The NLRB rang in the New Year by examining what constitutes an impression of unlawful surveillance. In Dignity Health d/b/a Mercy Gilbert Medical Center, 370 NLRB No. 67 (January 6, 2021), the Board reaffirmed helpful guidance for employers regarding the dos and don’ts in the context of union organizing campaigns.
Specifically, the Board held that a supervisor violated Section 8(a)(1) of the Act by creating the impression of unlawful surveillance when she told an employee that she was aware of his union involvement, but otherwise failed to provide context as to where or how the information was obtained. The Board also found that persistent questioning of an employee pertaining to the union by high-level management constituted unlawful interrogation under the Act.
In July 2018, the employer – a hospital and healthcare facility operator – began receiving reports of union activity by employees, and commenced a responsive information campaign regarding why it believed unionization was inappropriate for its employees.
At an employer-held meeting on the issue of organizing, a supervisor “outed” an employee as having been contacted by the union and being involved in the organizing. To that point, the employee’s union activity was largely unknown. The employer learned of the activity through video supplied by another employee, but did not reveal that to the employee who was outed.
One month later, the employer approached that same employee at his workstation and repeatedly asked him about his union involvement. When the employee denied his union affiliation, the employer began repeatedly asking him to confirm his name – noting each time that the same name had been flagged as the culprit of the union organizing efforts. Following this incident, the employee sent a group email accusing the employer of unlawfully inquiring into his organizing efforts.
The union then filed an unfair labor practice charge. The ALJ ruled that the employer violated the Act by giving the unlawful impression of surveillance and by interrogation.
Board Held the Employer’s Failure to Identify Its Source of Knowledge Provided Reasonable Grounds to Support Impression of Surveillance
The NLRB General Counsel asserted that the employer’s conduct unlawfully created the impression that the employee’s protected activity was being unlawfully monitored. In response, the employer argued its conduct was merely a vague gesture that could not reasonably create the impression of unlawful surveillance.
========================================================================
▸ **EXPLORE THE MATERIAL**
1. Summarize the Dignity Health article in two sentences.
2. In one to three sentences, explain why the Board found in the Dignity Health article that the supervisor's remark created an impression of surveillance.
3. Carry on the Dignity Health article from its last sentence.
========================================================================
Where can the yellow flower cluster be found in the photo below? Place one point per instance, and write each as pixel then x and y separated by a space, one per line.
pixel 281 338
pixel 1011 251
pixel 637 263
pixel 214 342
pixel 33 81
========================================================================
▸ **TASK RESPONSES**
1. In Dignity Health d/b/a Mercy Gilbert Medical Center, the NLRB held that a supervisor created an unlawful impression of surveillance by telling an employee she knew of his union involvement without saying how she learned it, and that high-level management's persistent questioning of him about the union was unlawful interrogation. The case arose after the hospital operator, responding to reports of union activity in July 2018, outed the employee at a meeting and later repeatedly questioned him at his workstation, and the union then filed a charge that the ALJ upheld.

2. The supervisor told the employee she was aware of his union involvement but gave no context about where or how she had obtained that information. His union activity had been largely unknown until then. The employer had learned of it through video supplied by another employee but never revealed that source to him.

3.
The Board disagreed. Drawing on a 2007 Board decision, the Board explained that, “[w]hen an employer tells employees that it is aware of their protected activities, but fails to identify the source of this information, an unlawful impression of surveillance is created because employees could reasonably surmise that employer monitoring has occurred.” Conley Trucking, 349 NLRB 308, 315 (2007).
The Board concluded that it was reasonable for the employee to conclude that the employer’s knowledge had come from surveillance, since the supervisor failed to otherwise identify the source of her knowledge after singling out the employee during the pre-shift meeting.
The Board Also Found That Repeated Questioning by Management Constituted Unlawful Interrogation
The complaint also alleged that senior management violated the Act because it unlawfully interrogated the employee, by asking him repeatedly if he had heard about the Union, and if he was the individual who was flagged as the union organizer.
The Board agreed, finding that, based on the totality of the circumstances, the employer’s conduct was reasonably likely to restrain, coerce, or interfere with the employee’s right to engage in protected, concerted activity. In so deciding, the Board noted that while the questioning took place in a public area – the employee’s workstation – it remained unduly coercive due to the nature of the repetitive questioning, the insistence that the employee admit his affiliation or guilt, and the power imbalance between the parties involved.
This decision provides important guidance to employers as to when their conduct may tend to interfere with employees’ exercise of protected, concerted activities – which is particularly apt during a union organizing campaign.
First, the allegation of “impression of surveillance” is one of the more nuanced unfair labor practices. Under such an allegation, the employer is attempting to provoke a reaction by letting the employee know about his or her union activities. When addressing an employee’s union affiliation or organizing activities, the employer should not withhold the source of the information, as doing so likely will create the impression that the employee’s activities are being monitored and the employee is being subjected to unlawful surveillance.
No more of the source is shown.